* GIVEN PROBLEM
Please reproduce the rows word for word, starting with the line that contains "Target: bush" and continuing through the end of the rows.

* ENTRIES SUPPLIED
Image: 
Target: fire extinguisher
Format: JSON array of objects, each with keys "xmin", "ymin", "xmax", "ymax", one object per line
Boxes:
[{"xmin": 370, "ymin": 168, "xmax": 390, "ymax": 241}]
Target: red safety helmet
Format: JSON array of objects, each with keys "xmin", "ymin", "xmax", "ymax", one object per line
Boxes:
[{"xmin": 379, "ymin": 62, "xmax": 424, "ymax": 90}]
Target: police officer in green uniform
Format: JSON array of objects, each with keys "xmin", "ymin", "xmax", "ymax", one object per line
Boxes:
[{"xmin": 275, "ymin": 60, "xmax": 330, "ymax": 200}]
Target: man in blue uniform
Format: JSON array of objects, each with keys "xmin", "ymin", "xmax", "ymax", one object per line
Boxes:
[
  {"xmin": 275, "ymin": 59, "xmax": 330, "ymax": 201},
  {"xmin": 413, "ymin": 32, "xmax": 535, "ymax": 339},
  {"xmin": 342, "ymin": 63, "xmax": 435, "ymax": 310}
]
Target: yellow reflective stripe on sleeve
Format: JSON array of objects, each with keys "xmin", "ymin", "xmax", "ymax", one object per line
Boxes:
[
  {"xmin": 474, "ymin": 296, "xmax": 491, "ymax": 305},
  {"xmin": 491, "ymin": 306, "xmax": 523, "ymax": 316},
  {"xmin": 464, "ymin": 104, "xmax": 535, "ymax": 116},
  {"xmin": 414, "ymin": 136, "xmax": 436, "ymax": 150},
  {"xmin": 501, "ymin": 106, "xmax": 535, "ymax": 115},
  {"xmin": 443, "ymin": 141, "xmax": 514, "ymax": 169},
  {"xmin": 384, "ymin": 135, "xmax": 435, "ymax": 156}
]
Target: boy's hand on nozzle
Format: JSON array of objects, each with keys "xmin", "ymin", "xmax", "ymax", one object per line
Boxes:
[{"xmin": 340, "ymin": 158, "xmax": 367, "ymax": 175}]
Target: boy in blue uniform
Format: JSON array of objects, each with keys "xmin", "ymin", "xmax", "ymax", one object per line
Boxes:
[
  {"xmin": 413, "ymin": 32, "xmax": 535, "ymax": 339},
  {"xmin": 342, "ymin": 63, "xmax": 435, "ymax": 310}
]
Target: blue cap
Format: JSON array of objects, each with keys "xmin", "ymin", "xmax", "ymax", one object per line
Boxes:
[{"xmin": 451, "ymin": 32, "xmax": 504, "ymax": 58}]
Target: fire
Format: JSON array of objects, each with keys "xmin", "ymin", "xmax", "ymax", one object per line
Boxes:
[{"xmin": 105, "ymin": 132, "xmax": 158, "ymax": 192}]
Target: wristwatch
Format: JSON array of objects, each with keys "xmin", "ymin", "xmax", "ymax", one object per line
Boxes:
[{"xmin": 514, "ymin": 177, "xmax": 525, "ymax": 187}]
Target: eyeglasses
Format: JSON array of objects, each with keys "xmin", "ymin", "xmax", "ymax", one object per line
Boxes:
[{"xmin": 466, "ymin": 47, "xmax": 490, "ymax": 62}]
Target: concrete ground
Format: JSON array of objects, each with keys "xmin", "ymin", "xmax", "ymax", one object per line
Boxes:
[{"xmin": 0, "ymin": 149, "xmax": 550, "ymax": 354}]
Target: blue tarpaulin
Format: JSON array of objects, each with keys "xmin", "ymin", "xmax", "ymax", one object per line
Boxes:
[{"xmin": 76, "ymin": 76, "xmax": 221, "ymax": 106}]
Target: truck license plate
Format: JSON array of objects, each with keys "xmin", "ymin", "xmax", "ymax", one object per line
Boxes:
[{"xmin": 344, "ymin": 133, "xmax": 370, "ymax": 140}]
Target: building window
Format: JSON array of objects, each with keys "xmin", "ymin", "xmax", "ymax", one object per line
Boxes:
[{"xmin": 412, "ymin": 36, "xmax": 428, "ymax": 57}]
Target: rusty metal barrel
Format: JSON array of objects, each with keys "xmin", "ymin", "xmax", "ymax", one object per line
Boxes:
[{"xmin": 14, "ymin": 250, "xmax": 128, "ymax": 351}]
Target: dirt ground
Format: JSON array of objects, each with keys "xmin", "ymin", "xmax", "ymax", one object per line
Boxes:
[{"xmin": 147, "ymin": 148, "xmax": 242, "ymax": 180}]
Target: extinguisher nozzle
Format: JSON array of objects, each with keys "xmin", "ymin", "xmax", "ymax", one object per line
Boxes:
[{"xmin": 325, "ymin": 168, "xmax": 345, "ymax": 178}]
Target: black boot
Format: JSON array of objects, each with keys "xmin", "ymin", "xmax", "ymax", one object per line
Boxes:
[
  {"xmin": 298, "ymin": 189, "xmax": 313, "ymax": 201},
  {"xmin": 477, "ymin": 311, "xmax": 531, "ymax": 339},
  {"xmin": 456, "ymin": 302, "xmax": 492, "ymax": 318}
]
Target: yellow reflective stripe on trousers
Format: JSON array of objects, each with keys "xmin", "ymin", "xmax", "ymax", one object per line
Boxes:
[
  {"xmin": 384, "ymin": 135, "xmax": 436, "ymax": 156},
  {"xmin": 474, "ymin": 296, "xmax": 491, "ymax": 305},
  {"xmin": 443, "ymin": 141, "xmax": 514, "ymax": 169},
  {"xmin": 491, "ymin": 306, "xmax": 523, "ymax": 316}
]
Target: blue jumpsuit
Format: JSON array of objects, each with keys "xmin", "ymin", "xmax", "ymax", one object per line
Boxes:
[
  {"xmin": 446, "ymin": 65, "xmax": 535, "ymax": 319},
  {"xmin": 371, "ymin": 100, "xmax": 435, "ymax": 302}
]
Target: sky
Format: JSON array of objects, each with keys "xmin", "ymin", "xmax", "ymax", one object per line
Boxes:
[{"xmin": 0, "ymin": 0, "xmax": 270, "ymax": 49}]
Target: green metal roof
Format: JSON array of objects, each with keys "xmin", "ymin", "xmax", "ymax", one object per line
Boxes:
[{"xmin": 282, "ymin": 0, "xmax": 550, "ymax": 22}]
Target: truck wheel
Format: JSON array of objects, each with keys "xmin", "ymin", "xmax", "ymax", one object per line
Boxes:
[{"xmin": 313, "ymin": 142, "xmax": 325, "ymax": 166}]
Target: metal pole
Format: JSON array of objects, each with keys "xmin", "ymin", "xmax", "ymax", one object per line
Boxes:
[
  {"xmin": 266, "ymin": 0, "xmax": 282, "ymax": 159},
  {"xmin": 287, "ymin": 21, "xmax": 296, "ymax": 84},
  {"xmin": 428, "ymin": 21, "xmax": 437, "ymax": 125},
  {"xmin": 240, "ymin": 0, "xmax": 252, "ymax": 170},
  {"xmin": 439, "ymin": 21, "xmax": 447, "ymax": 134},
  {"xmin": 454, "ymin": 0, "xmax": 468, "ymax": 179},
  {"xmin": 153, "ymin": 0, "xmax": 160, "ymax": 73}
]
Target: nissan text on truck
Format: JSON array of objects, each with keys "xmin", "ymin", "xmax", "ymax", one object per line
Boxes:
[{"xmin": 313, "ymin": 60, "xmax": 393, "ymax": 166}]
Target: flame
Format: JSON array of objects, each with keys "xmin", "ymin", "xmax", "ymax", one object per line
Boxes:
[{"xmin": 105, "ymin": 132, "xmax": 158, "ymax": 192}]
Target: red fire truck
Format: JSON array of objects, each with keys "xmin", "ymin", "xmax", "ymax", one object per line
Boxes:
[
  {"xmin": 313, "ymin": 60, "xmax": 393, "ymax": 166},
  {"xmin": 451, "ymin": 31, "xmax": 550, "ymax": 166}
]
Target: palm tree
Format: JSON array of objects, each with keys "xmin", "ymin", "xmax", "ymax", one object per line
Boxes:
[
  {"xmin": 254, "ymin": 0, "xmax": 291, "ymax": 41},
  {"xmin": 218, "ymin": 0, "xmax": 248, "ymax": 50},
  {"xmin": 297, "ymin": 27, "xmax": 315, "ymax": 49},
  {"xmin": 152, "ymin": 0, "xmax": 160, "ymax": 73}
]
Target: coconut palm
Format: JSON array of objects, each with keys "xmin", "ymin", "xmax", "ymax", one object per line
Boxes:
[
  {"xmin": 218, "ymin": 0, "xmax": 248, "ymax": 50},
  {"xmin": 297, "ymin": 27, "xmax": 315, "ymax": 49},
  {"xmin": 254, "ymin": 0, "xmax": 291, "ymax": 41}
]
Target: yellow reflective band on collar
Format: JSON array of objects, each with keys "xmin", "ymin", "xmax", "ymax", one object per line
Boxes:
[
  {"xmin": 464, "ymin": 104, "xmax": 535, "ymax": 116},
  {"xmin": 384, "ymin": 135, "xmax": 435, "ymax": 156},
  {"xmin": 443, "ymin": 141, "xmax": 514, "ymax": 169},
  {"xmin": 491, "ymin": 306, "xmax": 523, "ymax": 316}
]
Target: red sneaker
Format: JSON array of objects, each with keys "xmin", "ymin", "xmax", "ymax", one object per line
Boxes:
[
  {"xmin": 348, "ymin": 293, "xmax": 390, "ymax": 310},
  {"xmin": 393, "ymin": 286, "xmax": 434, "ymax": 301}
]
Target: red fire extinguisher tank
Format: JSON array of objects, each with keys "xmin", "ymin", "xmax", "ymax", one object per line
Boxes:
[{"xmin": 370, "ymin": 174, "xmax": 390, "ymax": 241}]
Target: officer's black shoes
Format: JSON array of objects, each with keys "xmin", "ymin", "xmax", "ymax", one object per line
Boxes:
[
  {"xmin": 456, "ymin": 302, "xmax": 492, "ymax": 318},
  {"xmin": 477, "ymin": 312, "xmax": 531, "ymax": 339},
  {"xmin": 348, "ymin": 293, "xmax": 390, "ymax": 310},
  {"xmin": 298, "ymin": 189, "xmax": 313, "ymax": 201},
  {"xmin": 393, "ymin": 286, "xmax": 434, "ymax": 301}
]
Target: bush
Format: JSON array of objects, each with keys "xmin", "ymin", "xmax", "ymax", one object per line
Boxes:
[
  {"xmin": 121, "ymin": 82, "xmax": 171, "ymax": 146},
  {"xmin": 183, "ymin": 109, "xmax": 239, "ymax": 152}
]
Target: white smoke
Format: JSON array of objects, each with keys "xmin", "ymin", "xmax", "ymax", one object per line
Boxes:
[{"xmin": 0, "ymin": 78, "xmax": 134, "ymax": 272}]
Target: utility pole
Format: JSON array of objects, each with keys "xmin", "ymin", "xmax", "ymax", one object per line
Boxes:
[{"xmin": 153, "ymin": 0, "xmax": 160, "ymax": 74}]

* WORKED SOLUTION
Target: bush
Format: JSON array of objects, each with keys "xmin", "ymin", "xmax", "ymax", one object per line
Boxes:
[
  {"xmin": 121, "ymin": 82, "xmax": 171, "ymax": 146},
  {"xmin": 183, "ymin": 109, "xmax": 239, "ymax": 152}
]
Target: white smoke
Format: JSON array of objects, each with keys "xmin", "ymin", "xmax", "ymax", one object per line
Boxes:
[{"xmin": 0, "ymin": 78, "xmax": 134, "ymax": 272}]
Target: utility pole
Format: JSON array of objects, each with keys "xmin", "ymin", "xmax", "ymax", one object per line
Boxes:
[{"xmin": 153, "ymin": 0, "xmax": 160, "ymax": 74}]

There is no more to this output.